◆ **DATA LINES**
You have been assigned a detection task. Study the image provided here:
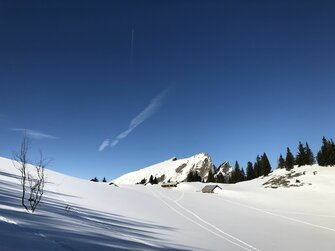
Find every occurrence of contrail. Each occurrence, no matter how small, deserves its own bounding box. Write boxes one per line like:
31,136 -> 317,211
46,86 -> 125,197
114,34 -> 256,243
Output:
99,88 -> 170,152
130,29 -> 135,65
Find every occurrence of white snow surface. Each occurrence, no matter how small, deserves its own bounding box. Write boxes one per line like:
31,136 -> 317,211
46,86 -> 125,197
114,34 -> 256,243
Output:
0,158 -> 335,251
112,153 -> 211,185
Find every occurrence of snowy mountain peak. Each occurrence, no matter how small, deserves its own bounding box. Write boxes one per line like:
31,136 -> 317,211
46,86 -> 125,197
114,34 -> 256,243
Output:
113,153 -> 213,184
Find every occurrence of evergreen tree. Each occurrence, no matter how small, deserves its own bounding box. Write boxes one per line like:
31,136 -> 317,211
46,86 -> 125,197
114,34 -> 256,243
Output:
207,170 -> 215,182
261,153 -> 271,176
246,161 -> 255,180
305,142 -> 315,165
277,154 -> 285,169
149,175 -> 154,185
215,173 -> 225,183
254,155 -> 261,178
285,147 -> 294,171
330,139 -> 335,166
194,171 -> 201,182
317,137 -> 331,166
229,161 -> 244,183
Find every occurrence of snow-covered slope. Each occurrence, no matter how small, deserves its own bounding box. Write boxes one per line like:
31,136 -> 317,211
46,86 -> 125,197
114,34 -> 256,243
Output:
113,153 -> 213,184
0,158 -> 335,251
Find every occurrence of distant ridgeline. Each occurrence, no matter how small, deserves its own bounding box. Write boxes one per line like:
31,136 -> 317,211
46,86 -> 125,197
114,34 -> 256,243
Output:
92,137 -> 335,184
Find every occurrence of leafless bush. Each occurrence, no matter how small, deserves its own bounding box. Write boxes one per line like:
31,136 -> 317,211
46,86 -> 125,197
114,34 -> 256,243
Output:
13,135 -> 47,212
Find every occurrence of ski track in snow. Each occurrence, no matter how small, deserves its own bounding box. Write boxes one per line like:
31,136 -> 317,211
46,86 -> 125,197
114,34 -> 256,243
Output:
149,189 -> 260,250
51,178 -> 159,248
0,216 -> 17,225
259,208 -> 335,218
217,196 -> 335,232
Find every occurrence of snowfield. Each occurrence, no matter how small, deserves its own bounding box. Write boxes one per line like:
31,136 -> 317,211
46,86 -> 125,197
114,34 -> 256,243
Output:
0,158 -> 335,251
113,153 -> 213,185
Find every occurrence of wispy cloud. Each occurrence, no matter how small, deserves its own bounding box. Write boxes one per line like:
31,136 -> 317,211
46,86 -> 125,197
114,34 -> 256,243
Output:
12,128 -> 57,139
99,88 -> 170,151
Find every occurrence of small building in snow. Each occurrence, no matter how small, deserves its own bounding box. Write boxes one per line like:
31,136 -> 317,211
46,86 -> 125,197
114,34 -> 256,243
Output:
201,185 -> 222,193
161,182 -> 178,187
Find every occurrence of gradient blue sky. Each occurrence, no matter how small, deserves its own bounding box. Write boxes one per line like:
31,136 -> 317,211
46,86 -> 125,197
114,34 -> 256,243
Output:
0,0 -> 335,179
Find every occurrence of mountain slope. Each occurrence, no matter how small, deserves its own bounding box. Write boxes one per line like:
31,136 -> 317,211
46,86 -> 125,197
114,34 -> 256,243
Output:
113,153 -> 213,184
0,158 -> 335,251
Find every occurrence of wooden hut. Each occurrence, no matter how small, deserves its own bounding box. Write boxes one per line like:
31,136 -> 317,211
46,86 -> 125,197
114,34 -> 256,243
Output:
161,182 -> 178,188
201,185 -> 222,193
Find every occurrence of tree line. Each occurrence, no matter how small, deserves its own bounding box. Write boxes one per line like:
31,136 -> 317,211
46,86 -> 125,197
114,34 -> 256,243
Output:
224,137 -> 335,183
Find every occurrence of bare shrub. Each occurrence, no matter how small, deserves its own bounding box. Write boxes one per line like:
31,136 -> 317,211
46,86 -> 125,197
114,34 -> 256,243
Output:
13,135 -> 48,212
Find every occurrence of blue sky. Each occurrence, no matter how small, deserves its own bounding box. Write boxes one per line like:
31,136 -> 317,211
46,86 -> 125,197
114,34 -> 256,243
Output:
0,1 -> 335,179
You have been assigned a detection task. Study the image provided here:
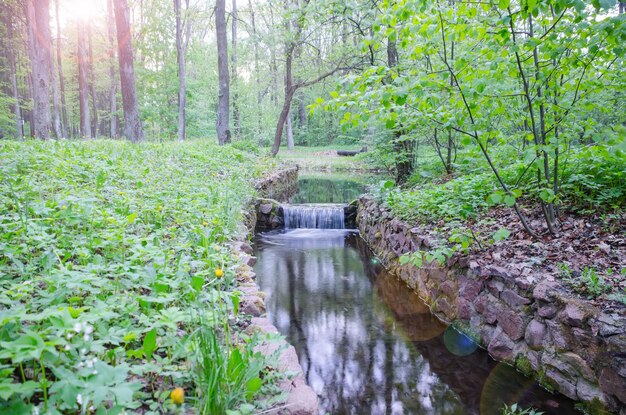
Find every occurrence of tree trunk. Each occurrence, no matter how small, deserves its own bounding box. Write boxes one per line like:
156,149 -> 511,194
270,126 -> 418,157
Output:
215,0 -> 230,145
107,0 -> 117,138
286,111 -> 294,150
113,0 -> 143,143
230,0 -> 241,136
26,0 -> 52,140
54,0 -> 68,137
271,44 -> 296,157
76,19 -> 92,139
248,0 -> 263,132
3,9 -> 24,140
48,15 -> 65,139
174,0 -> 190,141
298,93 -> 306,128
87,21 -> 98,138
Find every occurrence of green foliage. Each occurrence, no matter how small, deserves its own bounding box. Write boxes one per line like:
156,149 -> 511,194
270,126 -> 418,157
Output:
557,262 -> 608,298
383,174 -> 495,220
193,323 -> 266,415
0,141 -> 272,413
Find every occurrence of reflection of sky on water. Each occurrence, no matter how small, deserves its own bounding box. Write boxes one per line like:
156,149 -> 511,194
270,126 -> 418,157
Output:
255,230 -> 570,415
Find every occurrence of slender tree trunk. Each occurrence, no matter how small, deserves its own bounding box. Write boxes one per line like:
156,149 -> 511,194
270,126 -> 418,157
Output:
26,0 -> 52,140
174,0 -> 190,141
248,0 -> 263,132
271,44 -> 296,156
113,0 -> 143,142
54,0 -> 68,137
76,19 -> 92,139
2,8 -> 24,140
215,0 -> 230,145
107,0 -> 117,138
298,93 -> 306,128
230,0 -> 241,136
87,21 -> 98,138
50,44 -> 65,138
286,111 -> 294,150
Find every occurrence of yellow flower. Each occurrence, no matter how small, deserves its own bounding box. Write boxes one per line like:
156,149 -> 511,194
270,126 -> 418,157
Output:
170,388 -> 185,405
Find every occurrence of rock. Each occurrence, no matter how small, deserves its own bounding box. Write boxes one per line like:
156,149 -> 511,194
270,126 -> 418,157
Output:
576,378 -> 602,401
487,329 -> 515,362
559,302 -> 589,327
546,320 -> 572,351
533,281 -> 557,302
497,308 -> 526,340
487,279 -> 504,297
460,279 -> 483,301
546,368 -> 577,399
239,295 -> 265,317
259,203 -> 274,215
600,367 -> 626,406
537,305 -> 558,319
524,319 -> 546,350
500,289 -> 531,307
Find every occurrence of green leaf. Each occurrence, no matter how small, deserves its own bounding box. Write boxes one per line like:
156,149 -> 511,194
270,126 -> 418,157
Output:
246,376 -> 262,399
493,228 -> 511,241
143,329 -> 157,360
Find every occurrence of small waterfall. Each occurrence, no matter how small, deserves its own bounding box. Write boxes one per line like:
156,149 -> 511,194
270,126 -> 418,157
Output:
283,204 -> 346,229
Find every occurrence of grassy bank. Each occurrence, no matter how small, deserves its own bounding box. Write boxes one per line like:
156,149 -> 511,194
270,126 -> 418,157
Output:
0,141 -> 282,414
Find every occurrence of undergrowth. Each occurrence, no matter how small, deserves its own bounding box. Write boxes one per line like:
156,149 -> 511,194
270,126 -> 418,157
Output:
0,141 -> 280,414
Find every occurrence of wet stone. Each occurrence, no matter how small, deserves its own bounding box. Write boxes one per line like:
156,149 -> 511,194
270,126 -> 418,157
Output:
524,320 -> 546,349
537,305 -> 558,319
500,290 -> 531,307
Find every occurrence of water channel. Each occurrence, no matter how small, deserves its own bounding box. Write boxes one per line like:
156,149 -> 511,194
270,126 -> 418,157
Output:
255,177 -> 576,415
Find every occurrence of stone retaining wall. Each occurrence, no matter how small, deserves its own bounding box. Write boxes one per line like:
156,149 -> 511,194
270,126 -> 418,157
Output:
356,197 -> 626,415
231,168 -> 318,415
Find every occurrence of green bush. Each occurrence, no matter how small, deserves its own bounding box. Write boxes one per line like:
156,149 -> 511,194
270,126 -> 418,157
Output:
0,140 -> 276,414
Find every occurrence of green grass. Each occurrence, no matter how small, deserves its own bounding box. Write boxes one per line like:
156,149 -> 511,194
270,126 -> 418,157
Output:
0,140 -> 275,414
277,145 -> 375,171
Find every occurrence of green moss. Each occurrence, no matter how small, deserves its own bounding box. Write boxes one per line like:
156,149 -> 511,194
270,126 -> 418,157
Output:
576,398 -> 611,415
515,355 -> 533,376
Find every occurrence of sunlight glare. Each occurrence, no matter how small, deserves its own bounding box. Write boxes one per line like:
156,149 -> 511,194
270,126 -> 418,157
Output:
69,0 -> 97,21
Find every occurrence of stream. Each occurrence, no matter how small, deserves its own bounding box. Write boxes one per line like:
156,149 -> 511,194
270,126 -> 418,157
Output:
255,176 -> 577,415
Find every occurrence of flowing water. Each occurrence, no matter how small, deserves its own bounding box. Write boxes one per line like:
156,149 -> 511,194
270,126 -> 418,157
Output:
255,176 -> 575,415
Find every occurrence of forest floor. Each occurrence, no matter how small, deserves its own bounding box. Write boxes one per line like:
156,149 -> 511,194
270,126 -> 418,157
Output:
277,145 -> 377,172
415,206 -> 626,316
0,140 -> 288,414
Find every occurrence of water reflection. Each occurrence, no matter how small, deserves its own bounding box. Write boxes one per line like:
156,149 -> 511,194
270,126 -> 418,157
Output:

◆ **GIVEN INSTRUCTION**
Pull from the items every line that contains the string "slope". Treat uppercase and lowercase letters as different.

◆ **EXPECTED ANSWER**
Find every occurrence of snow-covered slope. Each occurrence, no matter how small, deserves its own bounding box. Write boxes one per line like:
Find every occurrence of mountain slope. Each occurrence, no matter how small, deserves its own bounding box. Write boxes one per line like:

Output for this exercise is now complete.